■ **Texto fornecido**
>>>
Declaração de Jerónimo de Sousa, Secretário-geral do PCP sobre a reunião do Comité Central

pcp..jpgO Comité Central analisou a situação política do País e, em particular, as consequências dos resultados eleitorais de 20 de Fevereiro e a nomeação do XVII Governo, e prosseguir a preparação das eleições autárquicas e a concretização das orientações e medidas decididas pelo XVII Congresso, de reforço do Partido.
O Comité Central confirma as preocupações por nós já expressas tanto na campanha eleitoral como após as eleições, face à obtenção da maioria absoluta pelo Partido Socialista, de que a vitória do PS não garante a efectiva mudança de política que os portugueses reclamaram com o seu voto e de que o País necessita. Por outro lado, sendo certo que mais do que os titulares dos cargos importa avaliar as políticas concretas, a composição do governo acentuou as inquietações existentes, tendo em conta o peso no elenco ministerial de anteriores membros de governos PS, comprometidos com a aplicação de políticas de direita em questões fundamentais, que foram aliás sancionadas pelos portugueses, bem como a estreita ligação de alguns dos actuais membros do governo ao sector financeiro, a grandes grupos económicos ou a uma acérrima defesa de orientações e políticas neoliberais.
 
O Programa do Governo, agora apresentado, seguindo de perto o programa eleitoral do Partido Socialista, não responde às necessidades do país, dos trabalhadores e das populações e não corresponde à vontade de mudança real para que o resultado das eleições de 20 de Fevereiro apontou. Faltam, no Programa do Governo, indispensáveis rectificações da maioria das mais graves medidas avançadas pelo Governo PSD/CDS-PP, tais como da Lei de Bases da Segurança Social, da entrega de novos hospitais a privados, do regime de trabalho da Administração Pública. Sem prejuízo de se anunciarem algumas medidas positivas, não há sequer qualquer referência à valorização do Salário Mínimo Nacional, à convergência das pensões mais baixas com o mesmo, à defesa dos serviços públicos essenciais, ao fim da política de privatizações, à limitação dos benefícios fiscais da banca e sector financeiro, ou à anulação do exame do 9º ano previsto para o final do ano lectivo.
<<<
■ **Instrução**
Reproduza, sem alterações, o trecho da declaração que começa em "Declaração de Jerónimo" e vai até "reforço do Partido.", inclusive. As linhas que se seguem são material à parte, sem ligação à declaração.

■ **Registos**
>>>
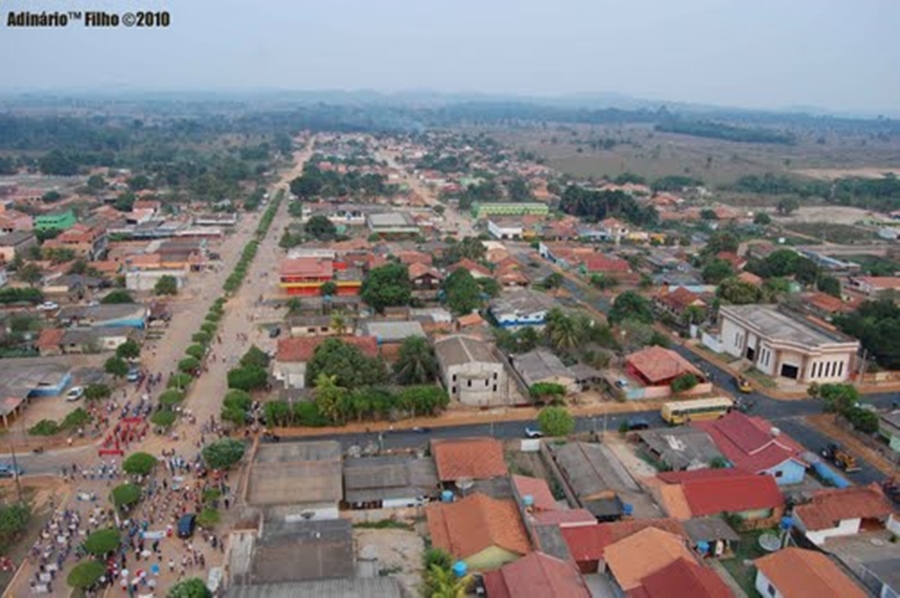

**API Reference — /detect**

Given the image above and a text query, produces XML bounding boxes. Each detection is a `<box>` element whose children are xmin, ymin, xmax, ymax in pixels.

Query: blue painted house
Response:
<box><xmin>693</xmin><ymin>411</ymin><xmax>808</xmax><ymax>486</ymax></box>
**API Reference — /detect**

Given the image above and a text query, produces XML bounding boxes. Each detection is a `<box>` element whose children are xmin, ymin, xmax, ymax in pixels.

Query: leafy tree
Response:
<box><xmin>122</xmin><ymin>453</ymin><xmax>156</xmax><ymax>475</ymax></box>
<box><xmin>66</xmin><ymin>561</ymin><xmax>106</xmax><ymax>590</ymax></box>
<box><xmin>319</xmin><ymin>280</ymin><xmax>338</xmax><ymax>297</ymax></box>
<box><xmin>103</xmin><ymin>357</ymin><xmax>128</xmax><ymax>378</ymax></box>
<box><xmin>443</xmin><ymin>268</ymin><xmax>481</xmax><ymax>315</ymax></box>
<box><xmin>528</xmin><ymin>382</ymin><xmax>566</xmax><ymax>404</ymax></box>
<box><xmin>775</xmin><ymin>197</ymin><xmax>800</xmax><ymax>216</ymax></box>
<box><xmin>360</xmin><ymin>264</ymin><xmax>412</xmax><ymax>313</ymax></box>
<box><xmin>394</xmin><ymin>336</ymin><xmax>439</xmax><ymax>385</ymax></box>
<box><xmin>228</xmin><ymin>365</ymin><xmax>269</xmax><ymax>392</ymax></box>
<box><xmin>166</xmin><ymin>580</ymin><xmax>212</xmax><ymax>598</ymax></box>
<box><xmin>303</xmin><ymin>215</ymin><xmax>337</xmax><ymax>241</ymax></box>
<box><xmin>201</xmin><ymin>438</ymin><xmax>247</xmax><ymax>469</ymax></box>
<box><xmin>100</xmin><ymin>289</ymin><xmax>134</xmax><ymax>305</ymax></box>
<box><xmin>672</xmin><ymin>373</ymin><xmax>700</xmax><ymax>394</ymax></box>
<box><xmin>538</xmin><ymin>407</ymin><xmax>575</xmax><ymax>436</ymax></box>
<box><xmin>116</xmin><ymin>339</ymin><xmax>141</xmax><ymax>359</ymax></box>
<box><xmin>84</xmin><ymin>384</ymin><xmax>112</xmax><ymax>401</ymax></box>
<box><xmin>609</xmin><ymin>291</ymin><xmax>656</xmax><ymax>324</ymax></box>
<box><xmin>222</xmin><ymin>389</ymin><xmax>253</xmax><ymax>426</ymax></box>
<box><xmin>84</xmin><ymin>528</ymin><xmax>122</xmax><ymax>558</ymax></box>
<box><xmin>306</xmin><ymin>338</ymin><xmax>386</xmax><ymax>390</ymax></box>
<box><xmin>753</xmin><ymin>212</ymin><xmax>772</xmax><ymax>226</ymax></box>
<box><xmin>153</xmin><ymin>274</ymin><xmax>178</xmax><ymax>295</ymax></box>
<<<
■ **Resposta**
Declaração de Jerónimo de Sousa, Secretário-geral do PCP sobre a reunião do Comité Central

pcp..jpgO Comité Central analisou a situação política do País e, em particular, as consequências dos resultados eleitorais de 20 de Fevereiro e a nomeação do XVII Governo, e prosseguir a preparação das eleições autárquicas e a concretização das orientações e medidas decididas pelo XVII Congresso, de reforço do Partido.